▶ **Given task**
Copy the lines of the listing below verbatim, starting at the line containing "Segment out pole from the image above." and ending at the line containing "[[28, 41, 170, 54]]".

▶ **Items stored from a collection**
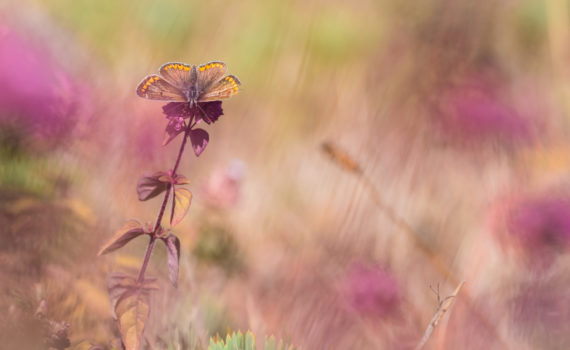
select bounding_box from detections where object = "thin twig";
[415,281,465,350]
[137,113,195,283]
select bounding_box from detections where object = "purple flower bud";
[343,263,400,317]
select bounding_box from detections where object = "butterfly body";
[137,61,240,107]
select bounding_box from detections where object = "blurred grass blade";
[97,220,145,256]
[162,233,180,287]
[115,287,150,350]
[321,141,362,174]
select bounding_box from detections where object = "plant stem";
[137,118,194,283]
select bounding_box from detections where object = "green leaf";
[97,220,146,256]
[161,233,180,287]
[107,272,158,319]
[174,174,190,185]
[137,171,172,201]
[170,188,192,226]
[107,273,158,350]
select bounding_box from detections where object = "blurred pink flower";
[0,25,83,146]
[343,263,400,317]
[202,160,245,209]
[492,193,570,268]
[438,76,533,145]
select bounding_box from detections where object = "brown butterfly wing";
[198,75,241,102]
[197,61,228,91]
[137,75,187,101]
[159,62,192,91]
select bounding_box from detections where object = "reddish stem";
[137,118,194,283]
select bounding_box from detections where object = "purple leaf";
[137,172,168,201]
[97,220,146,256]
[162,233,180,287]
[190,129,210,157]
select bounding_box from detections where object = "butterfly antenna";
[196,103,209,118]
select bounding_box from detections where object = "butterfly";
[137,61,241,107]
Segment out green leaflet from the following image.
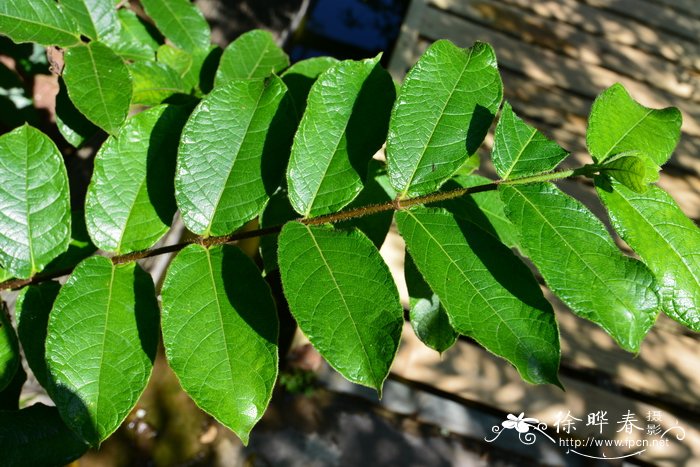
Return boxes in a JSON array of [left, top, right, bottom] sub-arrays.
[[162, 245, 278, 444], [278, 222, 403, 395], [0, 404, 88, 467], [175, 77, 293, 236], [85, 105, 188, 254], [46, 256, 158, 446], [141, 0, 211, 52], [404, 254, 459, 353], [0, 0, 80, 47], [61, 0, 121, 44], [586, 83, 682, 165], [499, 183, 659, 352], [491, 102, 569, 180], [0, 302, 20, 391], [596, 178, 700, 331], [386, 40, 503, 198], [214, 29, 289, 86], [15, 281, 61, 390], [0, 125, 71, 278], [63, 41, 132, 135], [287, 56, 395, 217], [396, 208, 560, 385]]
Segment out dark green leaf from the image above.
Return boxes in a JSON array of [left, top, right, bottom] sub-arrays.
[[162, 245, 278, 444], [396, 208, 560, 385], [287, 56, 395, 217], [0, 404, 87, 467], [0, 125, 70, 278], [596, 179, 700, 331], [63, 41, 132, 135], [0, 0, 80, 47], [46, 256, 158, 446], [141, 0, 211, 52], [586, 83, 682, 165], [279, 222, 403, 395], [386, 40, 503, 197], [499, 183, 659, 352], [491, 102, 568, 180], [175, 77, 288, 235], [214, 29, 289, 86]]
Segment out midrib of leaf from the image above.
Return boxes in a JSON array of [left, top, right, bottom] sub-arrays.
[[401, 49, 474, 198], [600, 109, 654, 161], [302, 224, 377, 384]]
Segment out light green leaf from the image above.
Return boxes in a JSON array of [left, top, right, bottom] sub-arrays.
[[214, 29, 289, 86], [162, 245, 279, 444], [386, 40, 503, 198], [586, 83, 682, 165], [129, 62, 189, 105], [596, 179, 700, 331], [85, 105, 188, 254], [404, 255, 459, 353], [0, 0, 80, 47], [0, 404, 88, 467], [60, 0, 121, 43], [141, 0, 211, 52], [491, 102, 569, 180], [287, 56, 395, 217], [15, 281, 61, 390], [396, 208, 560, 385], [63, 41, 132, 135], [279, 222, 403, 395], [46, 256, 158, 447], [499, 183, 659, 352], [175, 77, 291, 235], [0, 125, 70, 279]]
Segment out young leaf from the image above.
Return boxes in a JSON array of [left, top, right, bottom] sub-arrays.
[[0, 125, 70, 278], [0, 0, 80, 47], [63, 41, 132, 135], [279, 222, 403, 395], [175, 77, 291, 235], [214, 29, 289, 86], [15, 281, 61, 390], [162, 245, 278, 444], [386, 40, 503, 198], [491, 102, 568, 180], [499, 183, 659, 352], [287, 56, 395, 217], [0, 403, 88, 467], [596, 179, 700, 331], [46, 256, 158, 446], [85, 105, 188, 254], [141, 0, 211, 52], [586, 83, 682, 165], [396, 208, 560, 385]]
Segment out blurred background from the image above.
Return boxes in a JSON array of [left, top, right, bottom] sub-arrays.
[[0, 0, 700, 467]]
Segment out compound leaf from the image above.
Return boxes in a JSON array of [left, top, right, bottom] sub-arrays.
[[596, 179, 700, 331], [499, 183, 659, 352], [396, 208, 560, 385], [586, 83, 682, 165], [162, 245, 279, 444], [63, 41, 132, 135], [491, 102, 568, 180], [46, 256, 158, 446], [0, 125, 71, 278], [279, 222, 403, 395], [287, 56, 395, 217], [85, 105, 188, 254], [175, 77, 291, 235], [214, 29, 289, 86], [386, 40, 503, 197]]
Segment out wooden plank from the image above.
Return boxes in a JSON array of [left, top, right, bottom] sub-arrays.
[[434, 0, 700, 102]]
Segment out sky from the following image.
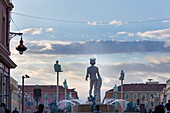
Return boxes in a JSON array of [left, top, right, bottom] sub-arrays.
[[10, 0, 170, 101]]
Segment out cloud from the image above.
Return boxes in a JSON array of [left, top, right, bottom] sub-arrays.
[[136, 29, 170, 39], [45, 28, 54, 32], [87, 21, 105, 26], [164, 40, 170, 48], [145, 55, 170, 64], [109, 20, 127, 25], [21, 28, 42, 35], [117, 31, 134, 37], [26, 40, 170, 54]]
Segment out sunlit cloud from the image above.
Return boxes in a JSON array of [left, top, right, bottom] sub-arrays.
[[109, 20, 127, 25], [145, 55, 170, 64], [45, 28, 54, 32], [164, 40, 170, 48], [21, 28, 42, 35], [117, 31, 134, 37], [136, 29, 170, 39], [163, 20, 170, 23]]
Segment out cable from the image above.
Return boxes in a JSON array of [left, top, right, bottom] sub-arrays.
[[11, 12, 170, 25], [11, 12, 87, 23]]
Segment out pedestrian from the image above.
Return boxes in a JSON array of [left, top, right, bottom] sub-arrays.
[[165, 100, 170, 113], [93, 105, 102, 113], [154, 105, 165, 113], [12, 107, 19, 113], [34, 104, 44, 113]]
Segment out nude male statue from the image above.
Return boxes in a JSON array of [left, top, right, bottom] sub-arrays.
[[86, 58, 102, 103]]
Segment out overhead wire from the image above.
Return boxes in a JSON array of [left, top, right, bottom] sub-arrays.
[[11, 12, 170, 24]]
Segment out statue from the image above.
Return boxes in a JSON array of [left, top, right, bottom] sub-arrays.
[[86, 58, 102, 104], [54, 60, 62, 72]]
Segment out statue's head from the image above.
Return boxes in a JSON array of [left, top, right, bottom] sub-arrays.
[[90, 58, 96, 65]]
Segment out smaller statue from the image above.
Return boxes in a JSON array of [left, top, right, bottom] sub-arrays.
[[88, 95, 96, 112]]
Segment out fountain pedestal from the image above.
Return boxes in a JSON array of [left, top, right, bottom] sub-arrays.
[[72, 104, 114, 113]]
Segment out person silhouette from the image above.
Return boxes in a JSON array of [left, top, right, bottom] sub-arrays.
[[86, 58, 101, 97]]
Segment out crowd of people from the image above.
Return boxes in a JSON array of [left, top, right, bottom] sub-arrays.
[[0, 100, 170, 113]]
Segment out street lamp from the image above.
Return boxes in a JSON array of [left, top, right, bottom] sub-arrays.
[[54, 60, 63, 102], [22, 74, 30, 113]]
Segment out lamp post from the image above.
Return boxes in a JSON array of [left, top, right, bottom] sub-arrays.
[[63, 79, 68, 100], [54, 60, 62, 102], [22, 75, 30, 113]]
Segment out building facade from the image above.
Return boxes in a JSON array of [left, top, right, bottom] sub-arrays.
[[104, 82, 166, 109], [19, 85, 78, 113], [0, 0, 16, 109]]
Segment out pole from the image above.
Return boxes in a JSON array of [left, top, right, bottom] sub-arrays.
[[22, 76, 25, 113], [56, 72, 59, 102]]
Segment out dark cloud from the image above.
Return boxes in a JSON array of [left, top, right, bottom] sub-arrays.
[[28, 41, 170, 54]]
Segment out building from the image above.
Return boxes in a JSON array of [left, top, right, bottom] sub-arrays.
[[10, 77, 19, 111], [104, 82, 166, 109], [0, 0, 16, 109], [19, 85, 78, 113]]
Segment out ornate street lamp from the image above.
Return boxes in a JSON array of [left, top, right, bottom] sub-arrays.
[[16, 37, 27, 55]]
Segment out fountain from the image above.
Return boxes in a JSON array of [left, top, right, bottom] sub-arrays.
[[51, 58, 128, 113]]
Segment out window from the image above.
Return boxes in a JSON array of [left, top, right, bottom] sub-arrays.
[[44, 94, 49, 99], [44, 101, 48, 107], [124, 93, 130, 100], [133, 93, 138, 100]]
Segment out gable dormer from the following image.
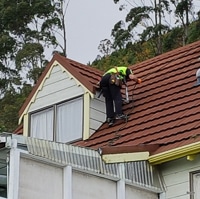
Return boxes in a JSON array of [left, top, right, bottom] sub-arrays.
[[19, 54, 105, 143]]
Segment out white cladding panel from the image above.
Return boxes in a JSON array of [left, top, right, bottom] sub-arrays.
[[18, 157, 63, 199], [126, 185, 158, 199], [72, 171, 117, 199], [160, 155, 200, 199], [29, 65, 84, 111]]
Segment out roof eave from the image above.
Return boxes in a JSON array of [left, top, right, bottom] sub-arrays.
[[148, 142, 200, 165]]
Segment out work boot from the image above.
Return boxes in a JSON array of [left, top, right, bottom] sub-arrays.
[[107, 118, 114, 126], [115, 113, 127, 120]]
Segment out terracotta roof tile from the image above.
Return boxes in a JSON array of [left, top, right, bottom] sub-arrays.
[[74, 41, 200, 154]]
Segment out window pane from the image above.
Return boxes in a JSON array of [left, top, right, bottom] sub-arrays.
[[56, 98, 83, 142], [30, 108, 53, 141]]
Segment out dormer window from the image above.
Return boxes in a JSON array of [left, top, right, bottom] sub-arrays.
[[30, 97, 83, 143]]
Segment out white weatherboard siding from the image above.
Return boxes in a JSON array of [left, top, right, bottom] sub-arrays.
[[29, 65, 84, 112], [160, 155, 200, 199], [18, 158, 64, 199]]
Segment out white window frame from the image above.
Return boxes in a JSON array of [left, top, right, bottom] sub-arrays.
[[29, 96, 84, 143]]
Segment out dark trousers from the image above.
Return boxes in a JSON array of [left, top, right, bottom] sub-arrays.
[[100, 74, 122, 118]]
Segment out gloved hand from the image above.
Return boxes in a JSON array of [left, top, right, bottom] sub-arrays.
[[137, 78, 142, 84]]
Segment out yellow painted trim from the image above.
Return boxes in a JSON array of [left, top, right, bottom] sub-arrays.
[[18, 61, 94, 124], [83, 93, 90, 140], [102, 152, 149, 163], [149, 142, 200, 164], [187, 155, 196, 161]]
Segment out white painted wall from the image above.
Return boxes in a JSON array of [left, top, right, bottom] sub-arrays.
[[29, 65, 84, 112], [18, 157, 63, 199], [12, 154, 158, 199], [160, 155, 200, 199], [72, 169, 117, 199]]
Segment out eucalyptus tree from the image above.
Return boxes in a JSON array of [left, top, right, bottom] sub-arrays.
[[171, 0, 194, 45], [0, 0, 62, 83], [111, 0, 169, 54]]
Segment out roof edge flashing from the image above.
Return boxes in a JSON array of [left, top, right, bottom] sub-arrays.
[[102, 151, 149, 163]]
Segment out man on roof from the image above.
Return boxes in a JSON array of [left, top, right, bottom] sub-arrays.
[[100, 66, 141, 126]]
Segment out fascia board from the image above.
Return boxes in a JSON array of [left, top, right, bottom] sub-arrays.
[[148, 142, 200, 165], [102, 151, 149, 163]]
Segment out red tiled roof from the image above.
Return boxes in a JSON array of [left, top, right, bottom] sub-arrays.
[[74, 41, 200, 154]]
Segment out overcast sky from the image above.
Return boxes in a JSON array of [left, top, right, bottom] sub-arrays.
[[55, 0, 200, 64], [66, 0, 127, 64]]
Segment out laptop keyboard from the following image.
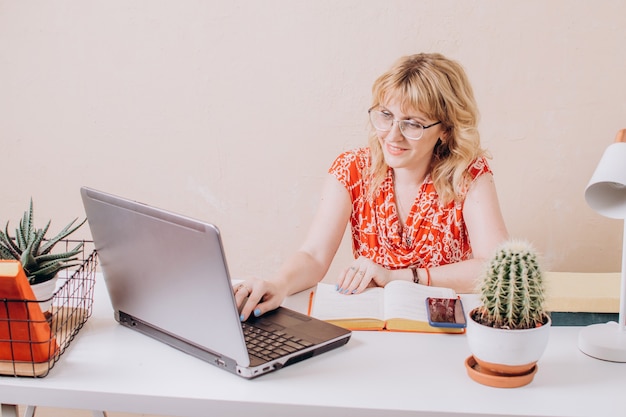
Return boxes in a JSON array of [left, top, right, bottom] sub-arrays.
[[242, 323, 313, 361]]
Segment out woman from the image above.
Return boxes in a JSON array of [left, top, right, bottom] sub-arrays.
[[234, 54, 508, 320]]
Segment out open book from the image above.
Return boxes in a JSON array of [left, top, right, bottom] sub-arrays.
[[311, 281, 465, 333]]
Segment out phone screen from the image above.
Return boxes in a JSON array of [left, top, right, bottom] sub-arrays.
[[426, 297, 465, 327]]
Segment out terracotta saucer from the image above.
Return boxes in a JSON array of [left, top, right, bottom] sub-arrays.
[[465, 355, 537, 388]]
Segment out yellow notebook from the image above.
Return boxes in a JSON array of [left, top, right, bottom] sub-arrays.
[[311, 281, 465, 333]]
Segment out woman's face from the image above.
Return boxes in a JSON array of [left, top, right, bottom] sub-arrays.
[[375, 99, 443, 169]]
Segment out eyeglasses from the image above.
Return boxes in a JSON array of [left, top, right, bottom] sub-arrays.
[[367, 109, 441, 140]]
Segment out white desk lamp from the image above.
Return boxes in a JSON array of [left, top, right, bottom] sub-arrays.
[[578, 129, 626, 362]]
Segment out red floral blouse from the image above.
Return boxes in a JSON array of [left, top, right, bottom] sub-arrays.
[[328, 148, 491, 269]]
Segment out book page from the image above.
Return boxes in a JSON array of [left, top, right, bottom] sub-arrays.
[[384, 281, 457, 322], [311, 282, 384, 320]]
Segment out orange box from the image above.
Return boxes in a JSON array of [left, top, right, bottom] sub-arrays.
[[0, 260, 58, 363]]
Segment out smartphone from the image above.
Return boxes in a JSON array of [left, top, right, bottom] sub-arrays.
[[426, 297, 466, 328]]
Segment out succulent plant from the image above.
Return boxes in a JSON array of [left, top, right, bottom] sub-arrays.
[[0, 198, 87, 284], [473, 239, 546, 329]]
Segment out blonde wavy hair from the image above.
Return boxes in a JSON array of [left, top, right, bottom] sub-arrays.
[[369, 53, 488, 204]]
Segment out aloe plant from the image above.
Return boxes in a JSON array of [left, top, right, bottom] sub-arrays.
[[474, 240, 546, 329], [0, 198, 87, 284]]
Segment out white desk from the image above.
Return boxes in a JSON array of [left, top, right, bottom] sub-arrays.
[[0, 280, 626, 417]]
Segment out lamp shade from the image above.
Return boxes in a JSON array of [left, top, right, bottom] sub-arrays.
[[578, 129, 626, 362], [585, 129, 626, 219]]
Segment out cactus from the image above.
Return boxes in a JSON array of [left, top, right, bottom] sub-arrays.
[[474, 240, 546, 329], [0, 198, 87, 284]]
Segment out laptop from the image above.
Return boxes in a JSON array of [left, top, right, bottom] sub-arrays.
[[80, 187, 351, 378]]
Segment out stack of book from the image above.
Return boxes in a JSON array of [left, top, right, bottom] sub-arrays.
[[544, 272, 621, 326]]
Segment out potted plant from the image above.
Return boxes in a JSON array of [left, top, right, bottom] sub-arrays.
[[0, 198, 87, 311], [465, 239, 551, 388]]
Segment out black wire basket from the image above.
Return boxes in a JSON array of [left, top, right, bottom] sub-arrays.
[[0, 240, 98, 378]]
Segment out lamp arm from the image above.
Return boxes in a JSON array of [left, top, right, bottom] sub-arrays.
[[619, 220, 626, 332]]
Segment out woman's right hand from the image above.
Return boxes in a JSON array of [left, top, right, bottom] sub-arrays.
[[233, 278, 287, 321]]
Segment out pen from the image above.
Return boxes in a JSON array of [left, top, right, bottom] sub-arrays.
[[306, 291, 315, 316]]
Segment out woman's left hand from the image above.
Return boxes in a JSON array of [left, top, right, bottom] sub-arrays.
[[337, 256, 390, 294]]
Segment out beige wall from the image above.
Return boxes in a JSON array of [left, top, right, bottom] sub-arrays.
[[0, 0, 626, 282]]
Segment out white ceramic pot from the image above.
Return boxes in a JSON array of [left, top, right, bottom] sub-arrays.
[[30, 276, 59, 312], [466, 311, 552, 373]]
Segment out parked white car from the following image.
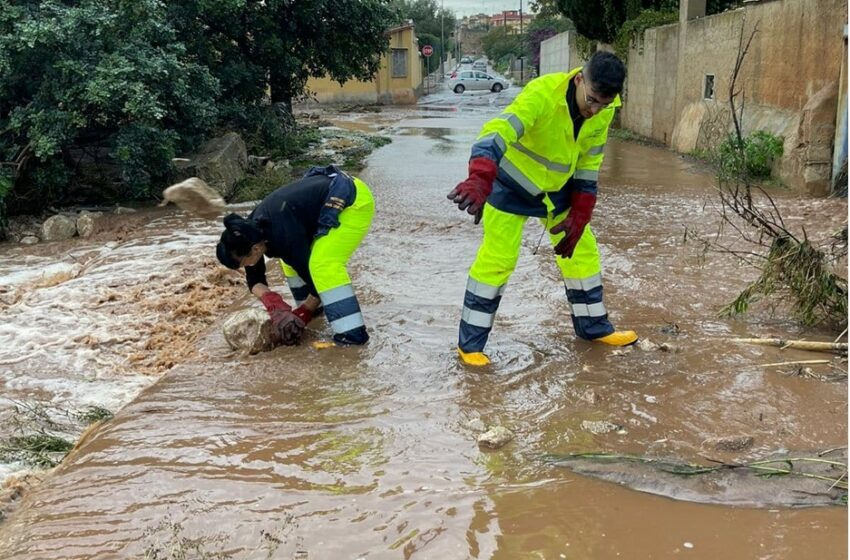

▶ **Correct result**
Segment out pole from the image above.
Return boxes in a JSON array of [left, top, right, bottom] sub-arrays.
[[22, 76, 25, 113], [56, 72, 59, 102]]
Segment out dark cloud from the image above.
Return boxes in a JSON array of [left, top, right, bottom] sub-arrays.
[[28, 41, 170, 54]]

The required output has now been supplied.